__TAREFA A__.
Reescreva como lista numerada, sem as linhas em branco, as linhas de contorno de regiões que começam na linha que contém "Kindly give the mask of every instance of the electrical" e vão até ao fim dessas linhas, incluindo ambos os extremos.

__TEXTO APRESENTADO__.
Acórdão nº 02197/15.6BEALM de Supremo Tribunal Administrativo (Portugal), 12 de Maio de 2021
Magistrado Responsável | PAULO ANTUNES |
Data da Resolução | 12 de Maio de 2021 |
Emissor | Supremo Tribunal Administrativo (Portugal) |
Acordam na Secção de Contencioso Tributário do Supremo Tribunal Administrativo: I. Relatório.
I.1.
A………… – Fundo de Investimento Imobiliário Fechado, melhor identificada nos autos, vem interpor recurso da sentença do Tribunal Administrativo e Fiscal de Almada, exarada em 22/11/2019, que julgou improcedente a impugnação que intentara do acto tributário de liquidação de Imposto Municipal sobre Imóveis (IMI), relativo ao ano de 2012, no valor de € 149.976, 25.
I.2.
Formulou alegações que terminou com o seguinte quadro conclusivo: A.
A Sentença recorrida deverá ser objecto de revogação em virtude de um manifesto erro de julgamento; B.
Com efeito, no âmbito da impugnação judicial, o Recorrente imputou diversos vícios à liquidação, indicando como questões a decidir: i. A falta de fundamentação da liquidação, porquanto, em nenhum momento, lhe foram dadas a conhecer as razões de facto e de Direito pelo qual foi fixado o coeficiente de localização utilizado para determinação do VPT dos prédios, pelo que a notificação, aquando da liquidação de IMI impugnada nos autos, da motivação de facto e de Direito por que o coeficiente de localização e, consequentemente, o VPT, foi fixado naquele concreto valor, seria indispensável naquele momento (i.e. notificação da liquidação); ii. A ilegalidade do regime de avaliação, em virtude da publicação dos coeficientes de localização em local diverso do Diário da República e por acto legislativo que não o adequado, resultando na violação dos princípios constitucionais de legalidade, tipicidade e da reserva de Lei formal; e, subsidiariamente, iii. O excesso da matéria colectável apurada tendo em conta o estado dos terrenos em questão e o valor de aquisição dos mesmos, manifestamente inferior ao VPT apurado pela Autoridade Tributária.

Linhas de contorno de regiões
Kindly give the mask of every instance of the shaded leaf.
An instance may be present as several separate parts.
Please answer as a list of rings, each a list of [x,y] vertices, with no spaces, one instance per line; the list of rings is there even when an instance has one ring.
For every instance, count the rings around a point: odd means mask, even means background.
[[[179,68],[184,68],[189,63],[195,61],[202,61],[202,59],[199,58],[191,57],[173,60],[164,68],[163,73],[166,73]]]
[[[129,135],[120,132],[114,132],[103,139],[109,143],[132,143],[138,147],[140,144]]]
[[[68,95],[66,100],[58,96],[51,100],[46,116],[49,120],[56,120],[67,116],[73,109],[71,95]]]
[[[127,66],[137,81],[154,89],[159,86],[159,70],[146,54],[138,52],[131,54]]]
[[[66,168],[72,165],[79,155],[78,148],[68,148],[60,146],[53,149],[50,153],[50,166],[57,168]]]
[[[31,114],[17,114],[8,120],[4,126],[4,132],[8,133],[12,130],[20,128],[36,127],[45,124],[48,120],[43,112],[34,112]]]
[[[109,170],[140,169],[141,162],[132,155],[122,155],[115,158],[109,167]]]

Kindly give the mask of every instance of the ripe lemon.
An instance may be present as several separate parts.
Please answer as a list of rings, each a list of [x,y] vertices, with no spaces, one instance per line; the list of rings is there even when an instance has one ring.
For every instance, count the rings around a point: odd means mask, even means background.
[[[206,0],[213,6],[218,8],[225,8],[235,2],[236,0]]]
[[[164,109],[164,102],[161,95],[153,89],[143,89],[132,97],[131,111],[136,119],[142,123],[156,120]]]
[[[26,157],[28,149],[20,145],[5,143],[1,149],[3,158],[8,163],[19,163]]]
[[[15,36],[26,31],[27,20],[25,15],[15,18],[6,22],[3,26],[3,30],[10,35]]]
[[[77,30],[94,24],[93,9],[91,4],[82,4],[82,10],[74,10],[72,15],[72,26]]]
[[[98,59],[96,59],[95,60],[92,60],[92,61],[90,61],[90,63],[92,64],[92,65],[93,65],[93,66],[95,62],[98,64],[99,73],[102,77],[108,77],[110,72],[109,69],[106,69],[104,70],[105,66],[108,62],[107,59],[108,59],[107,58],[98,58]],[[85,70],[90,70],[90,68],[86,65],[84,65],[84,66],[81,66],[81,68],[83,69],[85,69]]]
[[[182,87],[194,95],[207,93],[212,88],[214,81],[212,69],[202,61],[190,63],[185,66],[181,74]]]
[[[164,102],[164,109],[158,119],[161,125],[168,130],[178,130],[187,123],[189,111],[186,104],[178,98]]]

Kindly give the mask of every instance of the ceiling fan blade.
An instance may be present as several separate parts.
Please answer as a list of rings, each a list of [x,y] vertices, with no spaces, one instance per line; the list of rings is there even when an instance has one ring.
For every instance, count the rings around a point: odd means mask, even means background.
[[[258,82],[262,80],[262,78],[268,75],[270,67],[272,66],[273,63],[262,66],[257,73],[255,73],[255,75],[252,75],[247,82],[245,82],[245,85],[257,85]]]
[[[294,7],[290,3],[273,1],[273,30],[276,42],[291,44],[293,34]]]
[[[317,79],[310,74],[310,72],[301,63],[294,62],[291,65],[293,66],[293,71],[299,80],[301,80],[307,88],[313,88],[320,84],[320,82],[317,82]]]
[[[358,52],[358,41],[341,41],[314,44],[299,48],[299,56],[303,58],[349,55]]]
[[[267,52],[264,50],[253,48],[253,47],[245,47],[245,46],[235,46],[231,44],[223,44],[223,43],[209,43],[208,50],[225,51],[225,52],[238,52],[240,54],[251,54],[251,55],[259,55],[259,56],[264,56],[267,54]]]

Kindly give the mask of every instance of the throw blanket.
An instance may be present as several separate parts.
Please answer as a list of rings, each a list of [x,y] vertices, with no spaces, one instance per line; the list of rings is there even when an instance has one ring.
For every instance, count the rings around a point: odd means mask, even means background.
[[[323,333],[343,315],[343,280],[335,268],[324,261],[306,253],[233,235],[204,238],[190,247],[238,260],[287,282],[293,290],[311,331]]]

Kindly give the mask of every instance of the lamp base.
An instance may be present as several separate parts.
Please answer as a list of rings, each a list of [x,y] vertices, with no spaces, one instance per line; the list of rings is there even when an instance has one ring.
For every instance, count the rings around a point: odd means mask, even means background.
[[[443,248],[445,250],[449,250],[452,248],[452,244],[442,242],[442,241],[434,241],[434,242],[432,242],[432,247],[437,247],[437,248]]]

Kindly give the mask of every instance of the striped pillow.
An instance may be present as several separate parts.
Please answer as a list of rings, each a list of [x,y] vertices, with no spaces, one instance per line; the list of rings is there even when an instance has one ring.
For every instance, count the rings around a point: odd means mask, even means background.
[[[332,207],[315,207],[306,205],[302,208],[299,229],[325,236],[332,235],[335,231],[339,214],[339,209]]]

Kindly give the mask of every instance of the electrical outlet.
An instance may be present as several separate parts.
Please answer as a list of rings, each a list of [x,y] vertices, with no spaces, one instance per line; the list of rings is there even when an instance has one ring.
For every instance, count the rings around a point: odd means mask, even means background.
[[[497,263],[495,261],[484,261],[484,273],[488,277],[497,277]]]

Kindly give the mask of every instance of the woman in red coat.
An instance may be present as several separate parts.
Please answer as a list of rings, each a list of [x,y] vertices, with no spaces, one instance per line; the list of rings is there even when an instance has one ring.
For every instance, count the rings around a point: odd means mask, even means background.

__TAREFA B__.
Altere o trecho do acórdão que começa em "A………… – Fundo" e vai até "de julgamento; B.", trocando "Almada" por "Setúbal", e escreva-o de novo.

__RESULTADO A__.
1. Kindly give the mask of every instance of the electrical outlet.
2. An instance may be present as several separate parts.
3. Please answer as a list of rings, each a list of [x,y] vertices, with no spaces, one instance per line; the list of rings is there even when an instance has one ring.
4. For every instance, count the rings around a point: odd means mask, even means background.
5. [[[497,263],[495,261],[484,261],[484,273],[488,277],[497,277]]]
6. Kindly give the mask of every instance of the woman in red coat.
7. An instance may be present as several separate parts.
8. Please answer as a list of rings, each a list of [x,y] vertices, with no spaces, one instance per line; the list of rings is there even when an instance has one ring.
9. For every instance, count the rings around a point: odd means mask, even means background.

__RESULTADO B__.
A………… – Fundo de Investimento Imobiliário Fechado, melhor identificada nos autos, vem interpor recurso da sentença do Tribunal Administrativo e Fiscal de Setúbal, exarada em 22/11/2019, que julgou improcedente a impugnação que intentara do acto tributário de liquidação de Imposto Municipal sobre Imóveis (IMI), relativo ao ano de 2012, no valor de € 149.976, 25.
I.2.
Formulou alegações que terminou com o seguinte quadro conclusivo: A.
A Sentença recorrida deverá ser objecto de revogação em virtude de um manifesto erro de julgamento; B.